_ACTION ITEM_. Your answer should be one number: how many lines of the data include the string "five"?
** Opening RECORDS TO PROCESS block **
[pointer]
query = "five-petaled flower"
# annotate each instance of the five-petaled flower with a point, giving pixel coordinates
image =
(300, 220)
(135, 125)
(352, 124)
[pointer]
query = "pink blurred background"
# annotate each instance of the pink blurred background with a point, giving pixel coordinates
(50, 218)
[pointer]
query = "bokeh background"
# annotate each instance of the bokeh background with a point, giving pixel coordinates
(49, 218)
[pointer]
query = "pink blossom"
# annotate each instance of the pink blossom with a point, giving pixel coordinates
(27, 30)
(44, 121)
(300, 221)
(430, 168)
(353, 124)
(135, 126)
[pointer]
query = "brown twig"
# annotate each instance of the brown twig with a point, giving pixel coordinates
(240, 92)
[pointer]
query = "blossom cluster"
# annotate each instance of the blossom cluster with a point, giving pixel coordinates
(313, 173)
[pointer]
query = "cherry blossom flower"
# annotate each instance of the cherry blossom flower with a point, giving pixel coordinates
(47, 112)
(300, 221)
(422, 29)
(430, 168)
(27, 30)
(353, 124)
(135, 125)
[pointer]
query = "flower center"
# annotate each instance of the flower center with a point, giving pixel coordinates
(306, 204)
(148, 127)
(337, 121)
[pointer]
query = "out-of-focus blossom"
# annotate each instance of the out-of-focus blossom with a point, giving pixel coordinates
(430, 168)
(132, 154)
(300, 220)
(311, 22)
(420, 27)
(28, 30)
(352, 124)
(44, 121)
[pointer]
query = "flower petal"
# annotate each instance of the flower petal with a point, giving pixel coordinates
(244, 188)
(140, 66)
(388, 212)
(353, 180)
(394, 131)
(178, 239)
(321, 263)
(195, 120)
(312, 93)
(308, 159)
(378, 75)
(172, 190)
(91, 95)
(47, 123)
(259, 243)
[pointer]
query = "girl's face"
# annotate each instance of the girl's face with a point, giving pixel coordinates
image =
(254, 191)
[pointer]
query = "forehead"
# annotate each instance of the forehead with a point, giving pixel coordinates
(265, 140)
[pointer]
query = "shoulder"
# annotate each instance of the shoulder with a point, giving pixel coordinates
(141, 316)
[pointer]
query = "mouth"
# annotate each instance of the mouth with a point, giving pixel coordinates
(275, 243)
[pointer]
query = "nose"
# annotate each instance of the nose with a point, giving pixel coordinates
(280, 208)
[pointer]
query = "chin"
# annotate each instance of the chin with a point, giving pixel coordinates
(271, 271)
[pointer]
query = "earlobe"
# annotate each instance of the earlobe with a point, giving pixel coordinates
** Closing RECORDS TO PROCESS block **
_SOLUTION_. 2